▶

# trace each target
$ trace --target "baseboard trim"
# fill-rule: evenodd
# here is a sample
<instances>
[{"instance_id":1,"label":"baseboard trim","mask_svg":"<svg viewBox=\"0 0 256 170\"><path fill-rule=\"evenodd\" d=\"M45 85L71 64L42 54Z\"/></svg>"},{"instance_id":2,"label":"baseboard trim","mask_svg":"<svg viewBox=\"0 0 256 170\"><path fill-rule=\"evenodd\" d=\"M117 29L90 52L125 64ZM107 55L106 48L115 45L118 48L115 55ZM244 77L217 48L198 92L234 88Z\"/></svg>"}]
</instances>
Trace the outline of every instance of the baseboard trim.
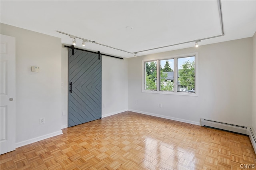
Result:
<instances>
[{"instance_id":1,"label":"baseboard trim","mask_svg":"<svg viewBox=\"0 0 256 170\"><path fill-rule=\"evenodd\" d=\"M45 134L44 135L41 136L28 140L16 143L16 148L17 148L19 147L23 146L26 145L27 144L30 144L34 142L38 142L40 140L43 140L44 139L47 139L47 138L49 138L63 134L63 133L62 132L62 130L58 131L57 132L54 132L53 133L49 133L49 134Z\"/></svg>"},{"instance_id":2,"label":"baseboard trim","mask_svg":"<svg viewBox=\"0 0 256 170\"><path fill-rule=\"evenodd\" d=\"M108 114L106 114L106 115L102 115L102 117L103 118L104 117L107 117L108 116L112 116L112 115L116 115L117 114L120 113L121 113L122 112L125 112L125 111L128 111L128 109L122 110L121 111L116 111L116 112L112 112L111 113L108 113Z\"/></svg>"},{"instance_id":3,"label":"baseboard trim","mask_svg":"<svg viewBox=\"0 0 256 170\"><path fill-rule=\"evenodd\" d=\"M68 127L68 125L62 125L61 126L61 129L66 128Z\"/></svg>"},{"instance_id":4,"label":"baseboard trim","mask_svg":"<svg viewBox=\"0 0 256 170\"><path fill-rule=\"evenodd\" d=\"M190 124L195 125L196 125L201 126L200 122L194 122L194 121L188 121L186 119L182 119L176 118L173 117L171 117L170 116L164 116L161 115L157 115L154 113L150 113L149 112L146 112L140 111L137 111L133 109L128 109L128 111L130 111L131 112L136 112L139 113L141 113L144 115L148 115L150 116L155 116L156 117L160 117L161 118L167 119L172 120L173 121L178 121L178 122L184 122L184 123L190 123Z\"/></svg>"}]
</instances>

◀

**What you have to do:** Reproduce verbatim the lines of the records, starting at the very first line and ending at the line that contains "29L90 52L125 64ZM107", with both of those lines included.

**Correct result:**
# trace each target
$ trace --target "baseboard trim"
# fill-rule: evenodd
# here is a sample
<instances>
[{"instance_id":1,"label":"baseboard trim","mask_svg":"<svg viewBox=\"0 0 256 170\"><path fill-rule=\"evenodd\" d=\"M45 85L71 64L42 54Z\"/></svg>"},{"instance_id":2,"label":"baseboard trim","mask_svg":"<svg viewBox=\"0 0 256 170\"><path fill-rule=\"evenodd\" d=\"M117 29L90 52L125 64ZM107 55L106 48L115 45L118 48L115 55ZM244 77L217 48L198 92L234 88Z\"/></svg>"}]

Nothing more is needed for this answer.